Start of Given data
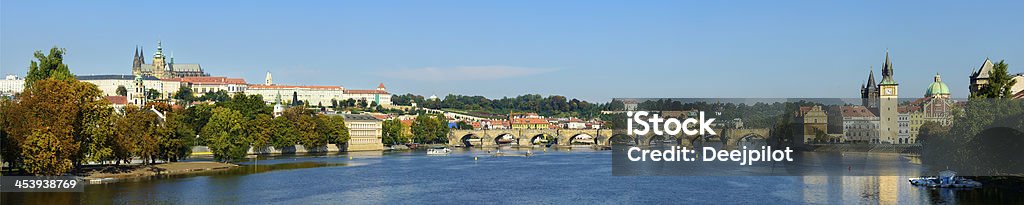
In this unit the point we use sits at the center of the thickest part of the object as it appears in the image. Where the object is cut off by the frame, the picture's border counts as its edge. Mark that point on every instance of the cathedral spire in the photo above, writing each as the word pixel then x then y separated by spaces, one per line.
pixel 887 71
pixel 870 78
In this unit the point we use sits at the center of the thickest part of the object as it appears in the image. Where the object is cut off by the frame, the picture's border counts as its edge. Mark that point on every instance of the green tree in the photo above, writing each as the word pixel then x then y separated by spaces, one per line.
pixel 49 67
pixel 260 131
pixel 185 94
pixel 122 91
pixel 391 132
pixel 225 133
pixel 153 94
pixel 284 133
pixel 249 105
pixel 430 128
pixel 332 129
pixel 197 117
pixel 999 83
pixel 43 154
pixel 176 137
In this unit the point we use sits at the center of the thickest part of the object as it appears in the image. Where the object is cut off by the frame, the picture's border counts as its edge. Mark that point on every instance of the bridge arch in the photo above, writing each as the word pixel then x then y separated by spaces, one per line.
pixel 543 138
pixel 505 138
pixel 470 138
pixel 583 138
pixel 621 139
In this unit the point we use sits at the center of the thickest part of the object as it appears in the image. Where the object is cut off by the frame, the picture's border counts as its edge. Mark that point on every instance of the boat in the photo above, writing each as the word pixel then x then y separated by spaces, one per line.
pixel 438 151
pixel 946 178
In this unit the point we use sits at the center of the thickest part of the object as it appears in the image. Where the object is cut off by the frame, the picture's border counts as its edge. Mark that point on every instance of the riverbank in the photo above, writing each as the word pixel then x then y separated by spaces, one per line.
pixel 113 172
pixel 863 148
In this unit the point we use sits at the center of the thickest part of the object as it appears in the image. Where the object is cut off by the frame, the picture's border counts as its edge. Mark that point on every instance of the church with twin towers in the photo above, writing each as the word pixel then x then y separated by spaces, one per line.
pixel 163 67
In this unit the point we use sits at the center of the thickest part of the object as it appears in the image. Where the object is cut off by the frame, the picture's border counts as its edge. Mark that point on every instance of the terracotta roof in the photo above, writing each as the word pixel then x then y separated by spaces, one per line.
pixel 908 109
pixel 117 99
pixel 528 121
pixel 209 80
pixel 261 86
pixel 366 92
pixel 857 111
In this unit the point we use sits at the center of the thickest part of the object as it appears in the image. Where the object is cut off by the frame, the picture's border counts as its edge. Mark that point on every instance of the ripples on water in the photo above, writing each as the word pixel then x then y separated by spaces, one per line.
pixel 553 176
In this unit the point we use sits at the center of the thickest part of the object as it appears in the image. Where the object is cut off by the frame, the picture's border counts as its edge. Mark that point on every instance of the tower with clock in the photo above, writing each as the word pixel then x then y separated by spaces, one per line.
pixel 889 100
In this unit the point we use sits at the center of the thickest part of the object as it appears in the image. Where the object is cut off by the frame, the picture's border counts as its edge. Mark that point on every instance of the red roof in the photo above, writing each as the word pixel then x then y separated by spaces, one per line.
pixel 857 111
pixel 117 99
pixel 209 80
pixel 366 92
pixel 528 121
pixel 261 86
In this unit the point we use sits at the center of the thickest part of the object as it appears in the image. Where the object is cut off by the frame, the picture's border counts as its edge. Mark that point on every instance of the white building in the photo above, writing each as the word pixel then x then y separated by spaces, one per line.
pixel 202 85
pixel 317 94
pixel 859 124
pixel 305 93
pixel 365 132
pixel 109 84
pixel 11 85
pixel 378 96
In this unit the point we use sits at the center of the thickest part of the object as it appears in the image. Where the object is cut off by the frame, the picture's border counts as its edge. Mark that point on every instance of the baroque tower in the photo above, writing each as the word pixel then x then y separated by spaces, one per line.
pixel 159 64
pixel 889 100
pixel 869 92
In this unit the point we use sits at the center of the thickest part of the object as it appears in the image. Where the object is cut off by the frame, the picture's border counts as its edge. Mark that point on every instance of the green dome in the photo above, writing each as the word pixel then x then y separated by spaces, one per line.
pixel 937 87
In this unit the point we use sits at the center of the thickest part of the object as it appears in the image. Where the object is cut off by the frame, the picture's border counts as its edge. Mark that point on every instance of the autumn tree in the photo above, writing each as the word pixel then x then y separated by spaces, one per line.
pixel 225 134
pixel 49 67
pixel 999 83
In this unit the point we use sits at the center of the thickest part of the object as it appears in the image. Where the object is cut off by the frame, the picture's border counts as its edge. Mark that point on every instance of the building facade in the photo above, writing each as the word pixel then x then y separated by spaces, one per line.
pixel 163 67
pixel 109 84
pixel 980 78
pixel 365 132
pixel 889 100
pixel 859 125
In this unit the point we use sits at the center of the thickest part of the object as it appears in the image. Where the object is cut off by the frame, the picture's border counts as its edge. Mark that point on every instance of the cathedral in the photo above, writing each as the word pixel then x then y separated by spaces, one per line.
pixel 162 67
pixel 882 99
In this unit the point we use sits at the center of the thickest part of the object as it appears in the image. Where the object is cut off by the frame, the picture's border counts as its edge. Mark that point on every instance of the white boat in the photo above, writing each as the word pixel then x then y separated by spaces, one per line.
pixel 438 151
pixel 946 178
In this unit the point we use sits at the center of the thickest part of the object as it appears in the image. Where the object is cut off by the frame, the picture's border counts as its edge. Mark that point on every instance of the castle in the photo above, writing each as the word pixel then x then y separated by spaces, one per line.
pixel 162 67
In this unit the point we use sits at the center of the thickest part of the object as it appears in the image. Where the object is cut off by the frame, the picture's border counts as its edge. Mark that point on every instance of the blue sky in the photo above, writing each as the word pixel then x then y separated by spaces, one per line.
pixel 593 50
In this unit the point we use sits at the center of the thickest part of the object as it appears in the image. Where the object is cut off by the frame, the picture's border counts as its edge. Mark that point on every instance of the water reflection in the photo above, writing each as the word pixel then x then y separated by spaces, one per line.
pixel 551 175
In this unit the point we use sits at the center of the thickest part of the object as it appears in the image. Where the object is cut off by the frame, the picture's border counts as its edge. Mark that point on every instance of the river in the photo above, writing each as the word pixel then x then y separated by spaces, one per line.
pixel 550 176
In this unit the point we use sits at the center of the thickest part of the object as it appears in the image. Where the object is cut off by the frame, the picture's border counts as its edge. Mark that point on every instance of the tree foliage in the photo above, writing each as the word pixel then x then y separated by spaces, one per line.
pixel 225 134
pixel 999 83
pixel 49 67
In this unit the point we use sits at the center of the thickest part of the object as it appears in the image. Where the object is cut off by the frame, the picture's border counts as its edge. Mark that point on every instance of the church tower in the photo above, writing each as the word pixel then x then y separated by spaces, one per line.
pixel 137 62
pixel 159 66
pixel 888 115
pixel 869 92
pixel 268 80
pixel 138 92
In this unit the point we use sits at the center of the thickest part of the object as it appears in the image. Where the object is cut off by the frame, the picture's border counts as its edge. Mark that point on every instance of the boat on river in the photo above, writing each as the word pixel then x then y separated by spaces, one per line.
pixel 438 151
pixel 946 178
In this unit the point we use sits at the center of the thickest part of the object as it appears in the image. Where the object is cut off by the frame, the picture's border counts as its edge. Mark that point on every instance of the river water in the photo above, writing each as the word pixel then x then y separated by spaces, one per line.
pixel 474 176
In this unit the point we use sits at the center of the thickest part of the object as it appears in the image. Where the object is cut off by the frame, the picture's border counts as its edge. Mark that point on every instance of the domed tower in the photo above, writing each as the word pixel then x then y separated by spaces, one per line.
pixel 159 64
pixel 937 89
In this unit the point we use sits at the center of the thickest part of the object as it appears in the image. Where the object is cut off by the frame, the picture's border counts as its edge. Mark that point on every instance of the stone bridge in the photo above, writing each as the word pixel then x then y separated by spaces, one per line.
pixel 564 137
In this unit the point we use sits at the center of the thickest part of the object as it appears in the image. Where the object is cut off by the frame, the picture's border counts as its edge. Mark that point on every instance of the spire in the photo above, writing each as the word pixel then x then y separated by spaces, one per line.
pixel 160 49
pixel 887 71
pixel 870 78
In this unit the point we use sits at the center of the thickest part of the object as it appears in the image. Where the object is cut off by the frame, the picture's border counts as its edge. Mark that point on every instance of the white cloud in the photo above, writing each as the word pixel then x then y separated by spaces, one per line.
pixel 465 73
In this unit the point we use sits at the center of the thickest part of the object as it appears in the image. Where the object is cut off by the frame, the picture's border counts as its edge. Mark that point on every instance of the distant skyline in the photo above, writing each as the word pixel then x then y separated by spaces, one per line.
pixel 592 50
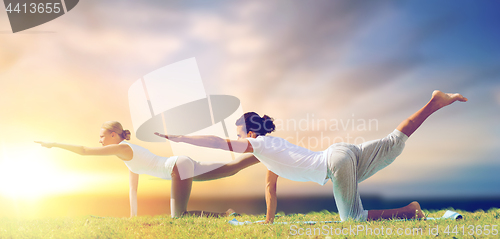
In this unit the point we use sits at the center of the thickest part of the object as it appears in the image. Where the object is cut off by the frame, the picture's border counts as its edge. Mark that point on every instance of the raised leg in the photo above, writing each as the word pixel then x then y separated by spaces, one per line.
pixel 410 211
pixel 228 169
pixel 438 101
pixel 181 190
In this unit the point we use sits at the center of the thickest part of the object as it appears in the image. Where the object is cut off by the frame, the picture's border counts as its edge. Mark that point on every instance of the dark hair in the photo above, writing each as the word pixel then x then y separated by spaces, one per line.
pixel 253 122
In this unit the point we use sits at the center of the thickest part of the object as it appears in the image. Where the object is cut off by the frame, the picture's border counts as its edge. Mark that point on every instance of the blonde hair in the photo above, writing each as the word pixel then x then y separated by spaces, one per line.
pixel 115 126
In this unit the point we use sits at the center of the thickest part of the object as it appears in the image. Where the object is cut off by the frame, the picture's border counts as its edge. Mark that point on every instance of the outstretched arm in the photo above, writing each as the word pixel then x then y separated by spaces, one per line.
pixel 134 182
pixel 271 199
pixel 120 150
pixel 209 141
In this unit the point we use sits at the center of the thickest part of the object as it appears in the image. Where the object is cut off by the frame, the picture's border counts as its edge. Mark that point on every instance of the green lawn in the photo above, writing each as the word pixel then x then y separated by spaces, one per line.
pixel 478 224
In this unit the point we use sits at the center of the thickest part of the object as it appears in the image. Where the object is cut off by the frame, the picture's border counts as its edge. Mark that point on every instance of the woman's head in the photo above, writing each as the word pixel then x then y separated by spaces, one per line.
pixel 252 123
pixel 112 133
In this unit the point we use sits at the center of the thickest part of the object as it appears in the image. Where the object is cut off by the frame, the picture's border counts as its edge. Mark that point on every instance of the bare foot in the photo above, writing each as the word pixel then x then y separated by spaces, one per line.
pixel 415 210
pixel 440 99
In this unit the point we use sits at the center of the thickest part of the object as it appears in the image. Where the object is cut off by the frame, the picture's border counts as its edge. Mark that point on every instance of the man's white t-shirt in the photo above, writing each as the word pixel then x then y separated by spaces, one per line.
pixel 290 161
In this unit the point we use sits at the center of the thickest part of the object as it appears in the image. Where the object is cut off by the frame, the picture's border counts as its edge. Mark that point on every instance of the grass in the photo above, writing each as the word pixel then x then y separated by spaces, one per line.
pixel 472 226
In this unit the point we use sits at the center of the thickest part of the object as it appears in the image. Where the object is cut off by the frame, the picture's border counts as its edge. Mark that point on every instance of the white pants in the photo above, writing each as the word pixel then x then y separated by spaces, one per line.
pixel 350 164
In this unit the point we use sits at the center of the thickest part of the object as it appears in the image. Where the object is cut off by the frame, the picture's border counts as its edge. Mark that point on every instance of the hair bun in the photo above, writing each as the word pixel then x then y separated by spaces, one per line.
pixel 126 134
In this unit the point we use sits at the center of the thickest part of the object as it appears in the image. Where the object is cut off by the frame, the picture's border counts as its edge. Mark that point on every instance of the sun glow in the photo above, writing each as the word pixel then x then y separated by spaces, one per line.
pixel 30 175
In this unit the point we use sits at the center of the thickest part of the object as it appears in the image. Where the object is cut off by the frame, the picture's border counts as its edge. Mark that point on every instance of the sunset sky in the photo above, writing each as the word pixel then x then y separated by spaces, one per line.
pixel 346 63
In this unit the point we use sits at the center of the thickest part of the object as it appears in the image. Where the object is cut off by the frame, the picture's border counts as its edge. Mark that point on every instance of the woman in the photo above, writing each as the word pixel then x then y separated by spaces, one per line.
pixel 345 164
pixel 179 169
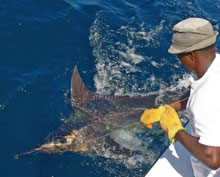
End of Given data
◆ What to do: Copy the records above word for word, starting at the line that contains "of the castle" and ending with the line that contains "pixel 551 175", both included.

◆ Output below:
In this unit the point we use sits at the center of the thickest part of the object as it appears in the image. Where the object is cut off by the frame, the picture's border counts as its edge. Mark that point on every instance of the castle in the photo above, writing each as the word pixel then x then y separated by spaces, one per line.
pixel 162 67
In this unit the point we use sits at the center of the thickest part of the object as it appears in the image. Where the object is cut off by the frame, the picture's border counts as its edge. Mark that point on every instance of the blue sky in the photo above, writing each as the word pixel then x then y separated by spaces, one per line.
pixel 593 50
In this unit the point we use sits at the center of the thickest part of the object as it appears in the image. Where the object is cut off by the frame, the picture's border counts as its edge. Mark that point on every instance of the water reflection in the photo above, writing each as the word pixel then x then y separated by spaces, one per line.
pixel 551 175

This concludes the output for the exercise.